What needs to be done:
Continue the passage about using Fish-Tox to kill off unwanted fish, picking up after its last sentence.

The biggest problem with most eradication programs is that of disposing of the windrows of dead fish on shore. If the fish aren't picked up and used for food, their presence soon becomes common knowledge. Waters treated with Fish-Tox remain toxic to fish for periods varying from 10 to 80 days, depending upon the water temperature. Warm waters dissipate the poison much faster than chill waters.

This is the new surgery of the fisheries world and, like medicine's surgery, it is a drastic step to be used only when the situation has become desperate. Now fishery biologists are discovering new uses for the killer in limited forms of surgery. It is possible to cut down carp populations without harming game fishes by baiting the undesirable fish into shallow bays or inlets, sealing off the escape route with seines, and then applying Fish-Tox.

Provided records:
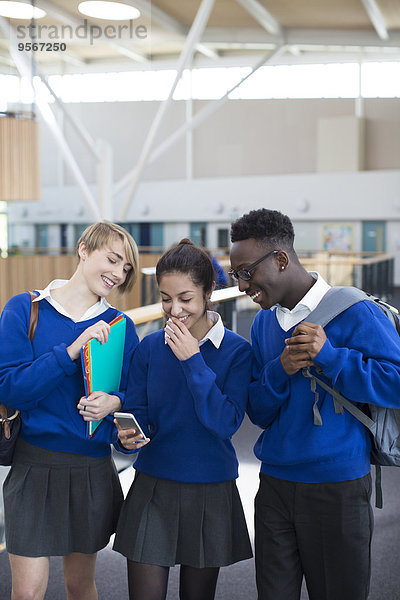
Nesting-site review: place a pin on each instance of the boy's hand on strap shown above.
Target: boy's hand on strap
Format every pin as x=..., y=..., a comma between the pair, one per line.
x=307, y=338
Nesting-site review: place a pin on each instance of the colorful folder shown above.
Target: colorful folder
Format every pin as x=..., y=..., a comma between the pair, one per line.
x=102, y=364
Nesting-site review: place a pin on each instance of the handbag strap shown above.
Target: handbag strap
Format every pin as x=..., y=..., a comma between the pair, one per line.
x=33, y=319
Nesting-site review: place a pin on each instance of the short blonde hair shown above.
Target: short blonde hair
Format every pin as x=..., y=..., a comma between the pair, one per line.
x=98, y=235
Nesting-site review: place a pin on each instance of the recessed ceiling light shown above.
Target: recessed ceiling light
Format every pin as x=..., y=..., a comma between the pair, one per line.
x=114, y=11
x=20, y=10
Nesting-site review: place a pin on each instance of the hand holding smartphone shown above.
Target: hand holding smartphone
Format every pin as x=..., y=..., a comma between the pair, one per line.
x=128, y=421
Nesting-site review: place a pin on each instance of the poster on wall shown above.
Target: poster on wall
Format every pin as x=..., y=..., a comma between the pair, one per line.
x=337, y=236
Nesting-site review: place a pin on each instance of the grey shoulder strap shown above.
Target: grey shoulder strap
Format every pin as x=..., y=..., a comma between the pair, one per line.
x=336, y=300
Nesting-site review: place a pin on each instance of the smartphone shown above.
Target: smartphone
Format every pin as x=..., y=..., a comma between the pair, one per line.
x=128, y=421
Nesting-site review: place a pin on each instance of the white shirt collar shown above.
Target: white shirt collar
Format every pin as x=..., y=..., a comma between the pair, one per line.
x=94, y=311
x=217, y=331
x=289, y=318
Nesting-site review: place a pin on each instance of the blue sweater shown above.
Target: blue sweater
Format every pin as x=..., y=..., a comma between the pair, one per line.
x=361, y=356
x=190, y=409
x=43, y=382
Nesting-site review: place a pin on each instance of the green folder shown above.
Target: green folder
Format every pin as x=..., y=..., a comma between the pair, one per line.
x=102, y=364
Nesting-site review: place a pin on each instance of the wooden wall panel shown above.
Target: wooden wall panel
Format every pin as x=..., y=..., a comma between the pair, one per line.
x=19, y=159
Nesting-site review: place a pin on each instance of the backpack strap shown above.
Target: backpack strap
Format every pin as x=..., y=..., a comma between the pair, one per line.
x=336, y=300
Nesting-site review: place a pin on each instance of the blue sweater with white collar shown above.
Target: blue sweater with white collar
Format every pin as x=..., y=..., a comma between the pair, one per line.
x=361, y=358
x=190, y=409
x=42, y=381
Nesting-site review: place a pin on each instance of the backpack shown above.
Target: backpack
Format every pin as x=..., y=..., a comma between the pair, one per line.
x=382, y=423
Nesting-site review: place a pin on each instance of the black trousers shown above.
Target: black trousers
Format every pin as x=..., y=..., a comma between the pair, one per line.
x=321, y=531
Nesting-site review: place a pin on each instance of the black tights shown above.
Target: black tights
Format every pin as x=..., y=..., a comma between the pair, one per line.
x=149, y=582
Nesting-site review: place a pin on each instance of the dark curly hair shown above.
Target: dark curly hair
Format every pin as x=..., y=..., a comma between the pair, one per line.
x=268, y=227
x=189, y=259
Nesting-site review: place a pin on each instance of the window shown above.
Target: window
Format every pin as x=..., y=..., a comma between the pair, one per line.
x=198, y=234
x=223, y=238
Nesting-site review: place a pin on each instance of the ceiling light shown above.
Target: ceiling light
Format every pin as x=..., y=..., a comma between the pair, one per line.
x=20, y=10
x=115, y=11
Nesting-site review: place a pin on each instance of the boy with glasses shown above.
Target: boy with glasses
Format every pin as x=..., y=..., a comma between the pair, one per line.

Response:
Overpopulations of desirable fish can also be thinned out. Two interconnected lakes swarming with rock bass yielded poor fishing because there just wasn't enough food. So one lake was dosed, and the population of the other spread to the now-fishless waters. The rock bass grew larger.

Fish-Tox has even turned out to be a boon to ducks. The Fish and Wildlife Service used it in the big Arrow-wood Refuge in North Dakota to kill the carp so that duck foods would prosper. In most cases, however, it is the angler who benefits from this modern refinement of one of the oldest poisons known to man.